- [Aim of the task]: Summarize the SMARTIV passage below in three sentences.

- [Passage]:

━━━

The following stages are performed separately for the combined sequence and structure list (eight-letter alphabet) and the original sequence list (four-letter alphabet):
Extracting enriched k-mers from the ranked CLIP data: SMARTIV algorithm is based on the assumption that binding motifs are derived from overrepresented sub-sequences of length k (k-mers) that occur more frequently in the bound sequences (as defined by the experimental assay). To extract enriched k-mers, SMARTIV employs the DRIMUST de-novo motif search algorithm, which is a rank-based approach for detecting imbalanced enriched motifs (Leibovich et al., 2013 and Eden et al., 2007). The great advantage of DRIMUST over other algorithms for extracting over-represented k-mers is that it searches the k-mers at the top of the input sequences list, where the top of the list is dynamically determined by the mHG statistics without a requirement to define bound versus unbound. For each k-mer, DRIMUST assigns a statistical significance value using an mHG score, corrected for multiple testing, which is a tight bound to the p-value (p-value ≤ corrected mHG score). SMARTIV uses and presents the k-mers that have passed the threshold of 10-5 for the combined sequence and structure data or 10-8 for the sequence only data.
Clustering and aligning the k-mers: The clustering of the k-mers is performed for each length k separately using VSEARCH, a greedy centroid-based algorithm with an adjustable k-mer similarity function. Prior to the clustering, SMARTIV sorts the enriched k-mers based on their p-values, obtained by the DRIMUST algorithm. Briefly, the clustering process starts by selecting the k-mer with the lowest p-value, which is then used as the cluster centroid. Subsequently, k-mers are added to the cluster if their similarity to the centroid is above a certain threshold. The process continues until all k-mers are assigned to some cluster. Further, VSEARCH aligns the k-mers in each cluster, prohibiting internal gaps.
Building Position Weight Matrices (PWMs): To generate a PWM from a given cluster, SMARTIV multiplies each k-mer in the aligned cluster by the number of times the k-mer was found at the top of the list, as defined by the DRIMUST algorithm parameter b. For the graphical representation, SMARTIV uses a modified version of the WebLogo algorithm, adjusted to present the PWMs for both the eight-letter and the four-letter alphabet.
Assigning occurrence score and p-values to the PWMs: To select the best motifs for a given RBP, each cluster is assigned with an occurrence score, which is defined as the total number of occurrences of the k-mers (within the cluster) at the top of the list of the sorted CLIP sequences. While the occurrence score can be used for ranking the clusters derived from a set of k-mers of a given length k, it is not applicable for comparing between clusters of k-mers of different lengths and cannot be used for comparing PWMs generated from different CLIP datasets.
For that purpose, SMARTIV assigns a p-value to each PWM, based on the correspondence between ranking the sequences according to their match to the PWM and ranking them by the original binding scores, derived from the CLIP data. The p-value is calculated using the mmHG statistics, which evaluates the association between two ranked lists (Steinfeld et al., 2013).
Ranking the sequences by their match to the PWM is done by scanning each sequence against the PWM, calculating a log-odds score for each sub-sequence, where the background probabilities are defined as 0.25 and 0.125 for the eight-letter and four-letter alphabet, respectively. The final score that is used for ranking the sequences is the maximal score for a sub-sequence of the motif length in each sequence.
Selecting the best PWMs to present: SMARTIV enables the user to search for motifs within a range of lengths. For each requested length, the PWM with highest occurrence score is presented together with its assigned p-value.

━━━

- [Source material]:
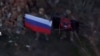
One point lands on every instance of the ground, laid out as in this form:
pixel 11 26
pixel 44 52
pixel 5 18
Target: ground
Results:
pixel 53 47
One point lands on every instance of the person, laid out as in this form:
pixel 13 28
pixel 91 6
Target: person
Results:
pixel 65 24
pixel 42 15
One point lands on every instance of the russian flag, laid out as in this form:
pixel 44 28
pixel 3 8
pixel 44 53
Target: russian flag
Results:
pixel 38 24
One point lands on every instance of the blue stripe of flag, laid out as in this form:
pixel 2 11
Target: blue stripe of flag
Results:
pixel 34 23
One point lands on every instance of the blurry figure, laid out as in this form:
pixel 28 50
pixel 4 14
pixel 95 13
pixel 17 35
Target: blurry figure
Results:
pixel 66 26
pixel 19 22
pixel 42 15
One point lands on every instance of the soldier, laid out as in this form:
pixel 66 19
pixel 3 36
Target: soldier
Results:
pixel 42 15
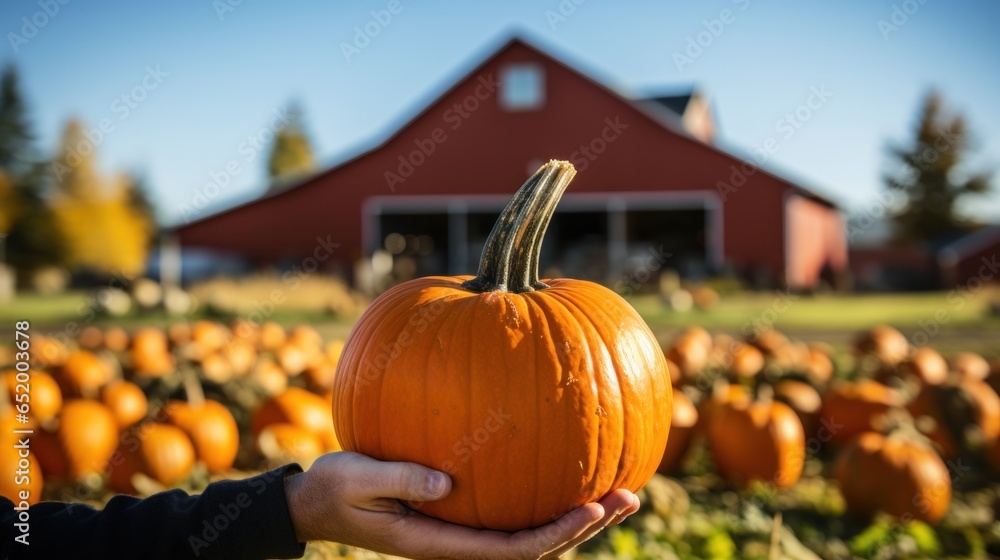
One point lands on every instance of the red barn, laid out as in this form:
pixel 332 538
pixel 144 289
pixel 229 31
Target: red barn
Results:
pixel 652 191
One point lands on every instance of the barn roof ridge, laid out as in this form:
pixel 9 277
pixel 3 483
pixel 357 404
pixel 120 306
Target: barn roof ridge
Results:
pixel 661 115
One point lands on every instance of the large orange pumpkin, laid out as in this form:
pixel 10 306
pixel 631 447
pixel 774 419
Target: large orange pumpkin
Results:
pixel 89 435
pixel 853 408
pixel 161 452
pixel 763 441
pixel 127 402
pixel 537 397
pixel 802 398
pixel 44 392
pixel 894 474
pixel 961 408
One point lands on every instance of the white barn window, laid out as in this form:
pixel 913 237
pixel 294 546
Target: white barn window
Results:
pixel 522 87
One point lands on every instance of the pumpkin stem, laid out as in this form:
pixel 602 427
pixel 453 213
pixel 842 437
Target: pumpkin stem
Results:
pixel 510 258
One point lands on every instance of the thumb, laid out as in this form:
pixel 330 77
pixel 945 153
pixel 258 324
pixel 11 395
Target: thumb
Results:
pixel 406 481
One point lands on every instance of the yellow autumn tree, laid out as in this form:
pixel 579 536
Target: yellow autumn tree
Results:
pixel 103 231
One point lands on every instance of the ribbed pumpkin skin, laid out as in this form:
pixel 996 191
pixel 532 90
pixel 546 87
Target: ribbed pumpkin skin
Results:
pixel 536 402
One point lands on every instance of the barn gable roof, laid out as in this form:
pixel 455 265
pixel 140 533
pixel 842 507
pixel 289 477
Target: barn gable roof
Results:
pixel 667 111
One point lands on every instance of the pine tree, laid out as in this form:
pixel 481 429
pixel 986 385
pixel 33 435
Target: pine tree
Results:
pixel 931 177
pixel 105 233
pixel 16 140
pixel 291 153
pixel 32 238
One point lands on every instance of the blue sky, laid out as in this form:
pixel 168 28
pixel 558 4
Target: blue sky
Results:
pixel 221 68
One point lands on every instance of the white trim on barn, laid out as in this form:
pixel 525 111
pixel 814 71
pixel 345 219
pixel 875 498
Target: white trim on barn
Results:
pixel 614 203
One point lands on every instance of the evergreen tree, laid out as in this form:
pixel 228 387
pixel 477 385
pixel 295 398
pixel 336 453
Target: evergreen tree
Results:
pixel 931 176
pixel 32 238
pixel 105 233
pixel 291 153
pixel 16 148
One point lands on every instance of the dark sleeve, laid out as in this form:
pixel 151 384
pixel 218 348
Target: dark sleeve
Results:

━━━

- [Written reply]: SMARTIV runs separately on a combined sequence-and-structure list and on a sequence-only list, using the DRIMUST algorithm to extract enriched k-mers from ranked CLIP data and keeping those that pass a significance threshold. It sorts the k-mers by p-value, clusters them for each length with VSEARCH, aligns each cluster without internal gaps, and builds position weight matrices by multiplying each k-mer by the number of times it was found at the top of the list. Each cluster receives an occurrence score, and each PWM receives a p-value from mmHG statistics that compares the ranking of sequences by their match to the PWM with their ranking by CLIP binding scores; for each requested length, the PWM with the highest occurrence score is presented with its p-value.